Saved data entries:
··········

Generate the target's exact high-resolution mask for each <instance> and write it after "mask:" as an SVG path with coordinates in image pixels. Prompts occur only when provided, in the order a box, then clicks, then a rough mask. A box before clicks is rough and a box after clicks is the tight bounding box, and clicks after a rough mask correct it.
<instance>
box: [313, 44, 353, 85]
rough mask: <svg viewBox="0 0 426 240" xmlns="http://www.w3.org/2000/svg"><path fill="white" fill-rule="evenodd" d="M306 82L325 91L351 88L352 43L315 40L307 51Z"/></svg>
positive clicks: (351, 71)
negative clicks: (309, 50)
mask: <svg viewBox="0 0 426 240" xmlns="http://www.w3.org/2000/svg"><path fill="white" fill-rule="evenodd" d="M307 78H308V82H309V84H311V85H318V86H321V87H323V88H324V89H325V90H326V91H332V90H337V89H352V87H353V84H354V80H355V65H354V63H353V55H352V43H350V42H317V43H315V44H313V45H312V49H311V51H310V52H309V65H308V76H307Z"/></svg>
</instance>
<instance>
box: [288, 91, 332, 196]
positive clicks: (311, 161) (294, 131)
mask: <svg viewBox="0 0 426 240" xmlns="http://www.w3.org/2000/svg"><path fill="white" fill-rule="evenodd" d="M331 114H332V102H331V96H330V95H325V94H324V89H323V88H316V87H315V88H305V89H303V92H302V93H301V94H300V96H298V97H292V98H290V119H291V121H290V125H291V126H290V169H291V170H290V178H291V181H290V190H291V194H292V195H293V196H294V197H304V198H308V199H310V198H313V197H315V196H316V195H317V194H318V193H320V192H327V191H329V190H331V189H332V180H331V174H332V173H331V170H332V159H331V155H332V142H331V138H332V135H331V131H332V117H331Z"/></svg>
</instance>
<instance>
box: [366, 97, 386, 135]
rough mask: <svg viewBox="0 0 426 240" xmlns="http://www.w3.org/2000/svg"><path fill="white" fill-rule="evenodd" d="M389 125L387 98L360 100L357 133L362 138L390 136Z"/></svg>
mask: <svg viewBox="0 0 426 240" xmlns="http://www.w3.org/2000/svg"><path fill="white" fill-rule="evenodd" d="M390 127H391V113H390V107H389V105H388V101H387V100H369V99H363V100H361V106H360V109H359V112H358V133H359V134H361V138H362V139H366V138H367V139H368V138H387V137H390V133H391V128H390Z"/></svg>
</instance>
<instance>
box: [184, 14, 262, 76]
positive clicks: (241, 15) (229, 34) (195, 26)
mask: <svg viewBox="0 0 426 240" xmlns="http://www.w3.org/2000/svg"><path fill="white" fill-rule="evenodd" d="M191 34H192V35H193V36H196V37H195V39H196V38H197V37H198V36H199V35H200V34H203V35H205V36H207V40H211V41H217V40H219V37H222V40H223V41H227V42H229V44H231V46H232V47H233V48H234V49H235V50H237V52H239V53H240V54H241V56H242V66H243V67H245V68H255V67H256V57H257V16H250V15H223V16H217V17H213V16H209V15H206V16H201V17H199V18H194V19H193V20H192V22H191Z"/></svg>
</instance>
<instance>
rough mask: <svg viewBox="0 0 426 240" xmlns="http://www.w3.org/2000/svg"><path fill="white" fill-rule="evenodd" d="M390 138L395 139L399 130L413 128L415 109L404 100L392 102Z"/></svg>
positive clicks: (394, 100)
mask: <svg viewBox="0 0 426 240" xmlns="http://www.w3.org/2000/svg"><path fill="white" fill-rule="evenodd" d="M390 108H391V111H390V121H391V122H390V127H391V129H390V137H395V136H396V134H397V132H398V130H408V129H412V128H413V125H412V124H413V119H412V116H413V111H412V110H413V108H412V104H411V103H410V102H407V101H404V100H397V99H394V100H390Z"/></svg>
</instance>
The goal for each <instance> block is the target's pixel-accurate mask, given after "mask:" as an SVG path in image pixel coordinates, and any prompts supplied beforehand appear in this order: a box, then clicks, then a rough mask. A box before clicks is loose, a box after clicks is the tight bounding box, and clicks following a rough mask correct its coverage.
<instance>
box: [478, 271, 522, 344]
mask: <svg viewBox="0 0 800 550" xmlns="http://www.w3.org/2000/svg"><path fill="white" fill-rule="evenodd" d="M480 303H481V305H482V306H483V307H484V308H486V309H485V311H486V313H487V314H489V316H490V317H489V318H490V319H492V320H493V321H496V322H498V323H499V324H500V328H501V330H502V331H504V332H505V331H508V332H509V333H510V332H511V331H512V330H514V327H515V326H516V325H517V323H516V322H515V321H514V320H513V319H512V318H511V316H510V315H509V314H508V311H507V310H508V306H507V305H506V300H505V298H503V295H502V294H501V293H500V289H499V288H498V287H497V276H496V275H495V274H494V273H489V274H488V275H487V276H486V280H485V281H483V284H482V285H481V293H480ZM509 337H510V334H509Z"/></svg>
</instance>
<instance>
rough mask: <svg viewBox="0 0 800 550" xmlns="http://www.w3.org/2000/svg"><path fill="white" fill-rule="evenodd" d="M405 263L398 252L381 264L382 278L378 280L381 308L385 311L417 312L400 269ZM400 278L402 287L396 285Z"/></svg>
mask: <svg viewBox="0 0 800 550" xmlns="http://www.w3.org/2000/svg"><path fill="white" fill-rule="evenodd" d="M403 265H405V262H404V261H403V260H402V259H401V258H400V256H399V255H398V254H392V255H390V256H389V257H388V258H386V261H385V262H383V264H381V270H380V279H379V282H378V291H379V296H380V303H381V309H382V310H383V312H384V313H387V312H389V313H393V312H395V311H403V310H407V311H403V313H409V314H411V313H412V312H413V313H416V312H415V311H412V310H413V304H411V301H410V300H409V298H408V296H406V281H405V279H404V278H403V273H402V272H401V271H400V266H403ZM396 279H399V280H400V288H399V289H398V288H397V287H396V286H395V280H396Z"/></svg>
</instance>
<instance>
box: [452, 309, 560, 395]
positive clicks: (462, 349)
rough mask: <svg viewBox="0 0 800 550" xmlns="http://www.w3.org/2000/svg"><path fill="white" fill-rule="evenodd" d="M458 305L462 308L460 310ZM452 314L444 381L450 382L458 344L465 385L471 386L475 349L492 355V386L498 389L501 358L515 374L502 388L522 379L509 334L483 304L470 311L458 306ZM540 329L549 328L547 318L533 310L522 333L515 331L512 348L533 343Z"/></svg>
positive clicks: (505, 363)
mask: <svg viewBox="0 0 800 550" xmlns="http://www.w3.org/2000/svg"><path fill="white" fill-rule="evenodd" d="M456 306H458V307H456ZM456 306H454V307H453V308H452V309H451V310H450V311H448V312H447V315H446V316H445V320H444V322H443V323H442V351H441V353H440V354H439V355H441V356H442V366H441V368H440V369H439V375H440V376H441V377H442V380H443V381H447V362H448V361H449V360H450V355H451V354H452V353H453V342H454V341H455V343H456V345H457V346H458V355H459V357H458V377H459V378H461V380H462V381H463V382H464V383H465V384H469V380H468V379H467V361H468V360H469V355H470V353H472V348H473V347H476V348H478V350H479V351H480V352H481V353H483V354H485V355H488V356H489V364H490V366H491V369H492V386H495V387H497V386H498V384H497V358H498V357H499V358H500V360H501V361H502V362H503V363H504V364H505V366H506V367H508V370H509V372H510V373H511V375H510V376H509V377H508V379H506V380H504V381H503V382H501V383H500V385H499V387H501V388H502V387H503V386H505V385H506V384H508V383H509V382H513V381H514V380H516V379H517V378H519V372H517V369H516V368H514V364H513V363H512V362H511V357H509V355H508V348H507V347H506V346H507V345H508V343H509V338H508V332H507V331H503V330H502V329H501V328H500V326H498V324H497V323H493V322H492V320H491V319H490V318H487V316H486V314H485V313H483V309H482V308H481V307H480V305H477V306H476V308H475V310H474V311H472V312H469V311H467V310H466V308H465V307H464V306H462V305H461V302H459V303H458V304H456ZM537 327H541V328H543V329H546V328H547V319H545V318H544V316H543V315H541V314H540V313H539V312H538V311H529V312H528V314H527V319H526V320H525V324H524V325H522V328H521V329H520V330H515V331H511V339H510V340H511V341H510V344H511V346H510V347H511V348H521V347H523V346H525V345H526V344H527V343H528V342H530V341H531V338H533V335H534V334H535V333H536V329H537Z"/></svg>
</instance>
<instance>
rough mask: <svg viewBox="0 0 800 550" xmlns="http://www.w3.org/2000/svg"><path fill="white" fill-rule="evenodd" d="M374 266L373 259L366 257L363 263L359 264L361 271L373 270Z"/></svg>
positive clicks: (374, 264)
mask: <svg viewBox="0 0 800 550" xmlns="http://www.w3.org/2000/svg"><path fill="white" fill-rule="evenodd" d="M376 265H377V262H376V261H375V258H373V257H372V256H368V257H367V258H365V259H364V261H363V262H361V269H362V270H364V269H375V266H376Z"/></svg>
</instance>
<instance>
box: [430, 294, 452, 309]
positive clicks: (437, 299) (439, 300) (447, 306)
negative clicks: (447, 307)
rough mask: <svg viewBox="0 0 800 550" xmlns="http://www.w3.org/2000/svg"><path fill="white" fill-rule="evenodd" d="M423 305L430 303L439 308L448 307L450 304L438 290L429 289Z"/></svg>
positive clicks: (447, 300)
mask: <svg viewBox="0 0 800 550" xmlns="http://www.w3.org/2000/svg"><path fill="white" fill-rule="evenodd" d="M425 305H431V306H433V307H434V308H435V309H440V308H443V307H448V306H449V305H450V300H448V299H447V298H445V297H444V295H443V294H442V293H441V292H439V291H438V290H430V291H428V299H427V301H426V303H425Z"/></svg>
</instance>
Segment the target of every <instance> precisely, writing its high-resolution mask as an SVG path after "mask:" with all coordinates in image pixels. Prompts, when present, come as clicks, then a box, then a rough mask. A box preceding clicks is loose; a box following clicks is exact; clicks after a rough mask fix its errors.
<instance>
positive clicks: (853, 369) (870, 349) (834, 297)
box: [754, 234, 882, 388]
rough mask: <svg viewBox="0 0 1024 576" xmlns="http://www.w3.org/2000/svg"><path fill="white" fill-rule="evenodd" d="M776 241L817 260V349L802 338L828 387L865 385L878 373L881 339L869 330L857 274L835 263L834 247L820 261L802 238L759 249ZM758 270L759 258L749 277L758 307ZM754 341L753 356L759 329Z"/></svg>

··········

Working from the entries above, return all lines that contain "exact".

Generate the target's exact high-resolution mask for each <instance> and write it after "mask:" as an SVG path with coordinates in image pixels. Prompts occur only when provided, in the order a box, then clicks, then a rough mask. A box before clicks is rough and a box after clicks is the tight bounding box, and clicks after a rough mask correct it.
Segment the target of every <instance> precisely, writing its high-resolution mask as an SVG path after "mask:" with all coordinates in image pixels. Prompts, when present, come as clicks, then a box, then a rough mask. A box preceding clicks is loose; a box following clicks is exact; clicks after a rough mask fix its errors.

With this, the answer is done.